## MATERIAL SHOWN
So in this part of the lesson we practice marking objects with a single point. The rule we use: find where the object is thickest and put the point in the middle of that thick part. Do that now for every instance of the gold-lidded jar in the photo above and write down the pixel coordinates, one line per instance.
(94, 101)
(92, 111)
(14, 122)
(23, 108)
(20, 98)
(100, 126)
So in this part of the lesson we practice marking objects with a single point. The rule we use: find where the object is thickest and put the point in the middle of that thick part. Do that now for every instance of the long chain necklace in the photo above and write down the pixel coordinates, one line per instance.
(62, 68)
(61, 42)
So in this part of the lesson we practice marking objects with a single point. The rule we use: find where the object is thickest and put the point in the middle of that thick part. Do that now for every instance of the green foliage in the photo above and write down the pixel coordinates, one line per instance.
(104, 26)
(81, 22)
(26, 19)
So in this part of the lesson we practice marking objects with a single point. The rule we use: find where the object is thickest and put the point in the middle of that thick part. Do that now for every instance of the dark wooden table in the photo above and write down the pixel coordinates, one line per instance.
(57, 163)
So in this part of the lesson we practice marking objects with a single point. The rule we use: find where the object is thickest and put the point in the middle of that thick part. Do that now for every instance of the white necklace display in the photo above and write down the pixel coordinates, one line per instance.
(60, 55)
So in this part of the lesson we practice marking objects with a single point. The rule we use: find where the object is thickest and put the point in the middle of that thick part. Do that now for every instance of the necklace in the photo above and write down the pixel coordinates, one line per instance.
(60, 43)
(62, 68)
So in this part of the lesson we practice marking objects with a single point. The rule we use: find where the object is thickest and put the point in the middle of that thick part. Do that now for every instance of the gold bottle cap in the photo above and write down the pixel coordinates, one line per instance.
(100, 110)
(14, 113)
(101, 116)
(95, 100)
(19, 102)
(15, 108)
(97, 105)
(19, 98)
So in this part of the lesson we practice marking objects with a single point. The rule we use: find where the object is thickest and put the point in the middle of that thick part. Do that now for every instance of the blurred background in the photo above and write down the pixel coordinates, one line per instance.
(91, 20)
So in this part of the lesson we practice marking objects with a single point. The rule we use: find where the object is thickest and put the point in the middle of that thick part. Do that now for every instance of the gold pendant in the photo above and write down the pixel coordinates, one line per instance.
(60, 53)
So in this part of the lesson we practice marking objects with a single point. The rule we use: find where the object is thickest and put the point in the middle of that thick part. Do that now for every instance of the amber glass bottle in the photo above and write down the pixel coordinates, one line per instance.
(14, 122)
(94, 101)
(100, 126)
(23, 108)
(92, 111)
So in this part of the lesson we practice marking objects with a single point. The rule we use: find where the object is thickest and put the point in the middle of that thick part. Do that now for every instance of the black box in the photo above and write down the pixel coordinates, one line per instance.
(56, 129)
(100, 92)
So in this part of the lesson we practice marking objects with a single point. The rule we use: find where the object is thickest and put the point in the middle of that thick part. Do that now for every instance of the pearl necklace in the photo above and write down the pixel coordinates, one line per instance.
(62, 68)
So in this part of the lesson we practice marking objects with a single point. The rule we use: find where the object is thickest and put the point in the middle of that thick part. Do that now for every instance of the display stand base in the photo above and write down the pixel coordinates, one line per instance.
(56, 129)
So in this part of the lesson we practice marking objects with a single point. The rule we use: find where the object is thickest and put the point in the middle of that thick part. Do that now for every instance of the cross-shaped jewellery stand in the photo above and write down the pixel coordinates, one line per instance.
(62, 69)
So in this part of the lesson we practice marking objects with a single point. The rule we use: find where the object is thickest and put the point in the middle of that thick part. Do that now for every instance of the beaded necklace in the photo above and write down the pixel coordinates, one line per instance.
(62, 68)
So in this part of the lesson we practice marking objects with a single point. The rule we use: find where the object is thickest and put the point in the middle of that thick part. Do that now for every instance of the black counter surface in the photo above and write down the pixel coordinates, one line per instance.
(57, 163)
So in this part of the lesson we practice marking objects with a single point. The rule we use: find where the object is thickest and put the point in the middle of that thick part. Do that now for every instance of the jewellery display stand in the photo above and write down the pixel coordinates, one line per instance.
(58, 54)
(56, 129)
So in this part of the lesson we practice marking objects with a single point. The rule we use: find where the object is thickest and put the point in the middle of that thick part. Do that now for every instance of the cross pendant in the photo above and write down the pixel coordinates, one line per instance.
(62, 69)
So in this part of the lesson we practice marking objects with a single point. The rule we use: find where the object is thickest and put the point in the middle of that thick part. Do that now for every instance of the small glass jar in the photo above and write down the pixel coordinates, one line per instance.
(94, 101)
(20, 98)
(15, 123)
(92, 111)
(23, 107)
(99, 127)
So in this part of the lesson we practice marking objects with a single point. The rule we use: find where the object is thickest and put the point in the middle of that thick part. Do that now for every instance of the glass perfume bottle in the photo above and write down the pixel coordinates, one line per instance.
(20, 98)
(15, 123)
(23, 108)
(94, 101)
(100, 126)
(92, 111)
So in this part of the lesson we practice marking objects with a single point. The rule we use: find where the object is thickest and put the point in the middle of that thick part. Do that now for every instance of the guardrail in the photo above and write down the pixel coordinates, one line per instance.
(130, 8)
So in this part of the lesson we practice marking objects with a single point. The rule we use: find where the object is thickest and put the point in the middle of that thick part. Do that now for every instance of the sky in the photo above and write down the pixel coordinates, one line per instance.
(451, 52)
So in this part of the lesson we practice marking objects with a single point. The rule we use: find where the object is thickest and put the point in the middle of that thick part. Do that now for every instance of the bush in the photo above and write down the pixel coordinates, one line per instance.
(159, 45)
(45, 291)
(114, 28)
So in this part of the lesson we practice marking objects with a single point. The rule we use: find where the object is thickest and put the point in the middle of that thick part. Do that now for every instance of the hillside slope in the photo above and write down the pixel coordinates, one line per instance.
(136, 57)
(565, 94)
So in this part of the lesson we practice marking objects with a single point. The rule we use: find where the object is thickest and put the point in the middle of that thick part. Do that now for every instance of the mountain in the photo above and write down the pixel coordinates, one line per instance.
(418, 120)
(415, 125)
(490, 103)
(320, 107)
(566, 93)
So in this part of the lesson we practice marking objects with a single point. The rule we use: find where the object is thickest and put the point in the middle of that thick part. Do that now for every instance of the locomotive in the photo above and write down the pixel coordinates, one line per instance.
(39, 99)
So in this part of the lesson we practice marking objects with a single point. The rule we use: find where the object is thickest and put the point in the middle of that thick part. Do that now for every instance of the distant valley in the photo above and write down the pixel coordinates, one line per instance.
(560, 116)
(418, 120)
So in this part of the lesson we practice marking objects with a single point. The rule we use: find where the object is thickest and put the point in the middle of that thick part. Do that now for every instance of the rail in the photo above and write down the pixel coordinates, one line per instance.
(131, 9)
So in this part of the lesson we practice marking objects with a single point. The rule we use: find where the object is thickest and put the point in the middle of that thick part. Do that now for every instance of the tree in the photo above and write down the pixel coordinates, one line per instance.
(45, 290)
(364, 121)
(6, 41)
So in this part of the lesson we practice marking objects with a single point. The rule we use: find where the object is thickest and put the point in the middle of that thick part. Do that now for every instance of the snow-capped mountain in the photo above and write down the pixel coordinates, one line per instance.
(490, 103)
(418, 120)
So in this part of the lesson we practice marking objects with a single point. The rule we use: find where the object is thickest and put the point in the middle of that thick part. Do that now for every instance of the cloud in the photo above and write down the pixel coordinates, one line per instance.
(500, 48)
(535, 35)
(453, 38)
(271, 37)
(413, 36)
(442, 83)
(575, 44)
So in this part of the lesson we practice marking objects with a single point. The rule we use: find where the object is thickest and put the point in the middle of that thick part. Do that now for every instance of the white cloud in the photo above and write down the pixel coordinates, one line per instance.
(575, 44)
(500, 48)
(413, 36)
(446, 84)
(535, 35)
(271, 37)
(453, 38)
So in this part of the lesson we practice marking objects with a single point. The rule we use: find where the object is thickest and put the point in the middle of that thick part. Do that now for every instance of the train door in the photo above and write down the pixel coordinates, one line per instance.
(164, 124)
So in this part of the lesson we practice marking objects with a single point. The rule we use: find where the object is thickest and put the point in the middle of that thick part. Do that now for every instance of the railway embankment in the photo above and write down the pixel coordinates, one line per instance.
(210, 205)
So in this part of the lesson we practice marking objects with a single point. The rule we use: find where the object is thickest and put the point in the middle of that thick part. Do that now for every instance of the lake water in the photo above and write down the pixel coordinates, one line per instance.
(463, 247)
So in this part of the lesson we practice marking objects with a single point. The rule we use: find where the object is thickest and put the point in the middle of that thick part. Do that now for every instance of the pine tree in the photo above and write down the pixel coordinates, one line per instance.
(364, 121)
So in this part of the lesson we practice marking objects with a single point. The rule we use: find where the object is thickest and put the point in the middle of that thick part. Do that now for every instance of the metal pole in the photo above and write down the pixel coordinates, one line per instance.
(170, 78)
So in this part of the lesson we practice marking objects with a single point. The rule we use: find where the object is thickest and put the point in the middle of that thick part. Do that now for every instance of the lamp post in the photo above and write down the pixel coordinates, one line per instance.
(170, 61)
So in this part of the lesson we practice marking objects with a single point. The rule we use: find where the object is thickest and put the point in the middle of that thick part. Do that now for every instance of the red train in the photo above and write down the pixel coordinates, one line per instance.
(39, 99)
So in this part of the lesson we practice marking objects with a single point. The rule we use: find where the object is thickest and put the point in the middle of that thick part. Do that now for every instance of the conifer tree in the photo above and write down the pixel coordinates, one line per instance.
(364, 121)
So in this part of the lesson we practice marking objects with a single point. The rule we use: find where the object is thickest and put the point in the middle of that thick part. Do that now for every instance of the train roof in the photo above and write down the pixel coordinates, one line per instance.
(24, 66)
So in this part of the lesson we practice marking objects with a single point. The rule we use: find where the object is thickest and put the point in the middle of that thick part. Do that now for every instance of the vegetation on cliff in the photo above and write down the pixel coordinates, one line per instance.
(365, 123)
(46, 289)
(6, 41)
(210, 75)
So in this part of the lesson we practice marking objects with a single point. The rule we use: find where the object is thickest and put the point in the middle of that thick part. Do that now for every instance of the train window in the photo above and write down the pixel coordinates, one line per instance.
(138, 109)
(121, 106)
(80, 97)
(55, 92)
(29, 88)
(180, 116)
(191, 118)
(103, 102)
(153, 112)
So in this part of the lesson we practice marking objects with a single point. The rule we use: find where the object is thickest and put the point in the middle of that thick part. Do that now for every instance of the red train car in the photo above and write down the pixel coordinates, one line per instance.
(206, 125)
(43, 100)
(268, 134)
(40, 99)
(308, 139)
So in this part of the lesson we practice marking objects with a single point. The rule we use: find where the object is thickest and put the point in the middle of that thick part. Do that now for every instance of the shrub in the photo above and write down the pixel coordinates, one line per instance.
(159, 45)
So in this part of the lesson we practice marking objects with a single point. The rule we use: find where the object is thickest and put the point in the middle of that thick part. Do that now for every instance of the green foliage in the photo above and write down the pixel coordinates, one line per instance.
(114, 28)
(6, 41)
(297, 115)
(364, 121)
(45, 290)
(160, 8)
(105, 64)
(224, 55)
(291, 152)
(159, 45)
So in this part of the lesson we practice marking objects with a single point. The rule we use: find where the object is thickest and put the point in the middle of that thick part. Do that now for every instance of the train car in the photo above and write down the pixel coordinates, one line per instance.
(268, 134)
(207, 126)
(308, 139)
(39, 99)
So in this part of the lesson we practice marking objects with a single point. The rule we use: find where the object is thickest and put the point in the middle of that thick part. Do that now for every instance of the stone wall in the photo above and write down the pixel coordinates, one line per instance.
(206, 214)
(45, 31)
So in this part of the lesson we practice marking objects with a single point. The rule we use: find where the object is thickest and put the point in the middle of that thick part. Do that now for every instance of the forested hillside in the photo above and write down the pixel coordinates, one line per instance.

## YOUR TASK
Copy out exactly the lines running from the line with "the train car" to the end of the records, inclusive.

## COMPLETE OUTPUT
So in this part of the lesson we practice marking objects with a single point. The rule we use: find where the object is thickest and put the point in the middle of that thick part. Do that now for every instance of the train car in the photo above and write down the pixel coordinates, one line per instance.
(268, 134)
(207, 126)
(308, 139)
(39, 99)
So in this part of the lesson we practice marking objects with a single point. The rule we use: find where the object is thickest and put the point in the middle of that thick part. Do that now for every instance of the stone wall in the photo above and write down the pixel coordinates, one line per instance.
(206, 214)
(45, 31)
So in this part of the lesson we practice marking objects with a single point. The rule we use: find where the object is thickest and put the point in the middle of that thick part. Do that now for every instance of the forested hillside in the photo above and write down the pixel coordinates, one line per instance.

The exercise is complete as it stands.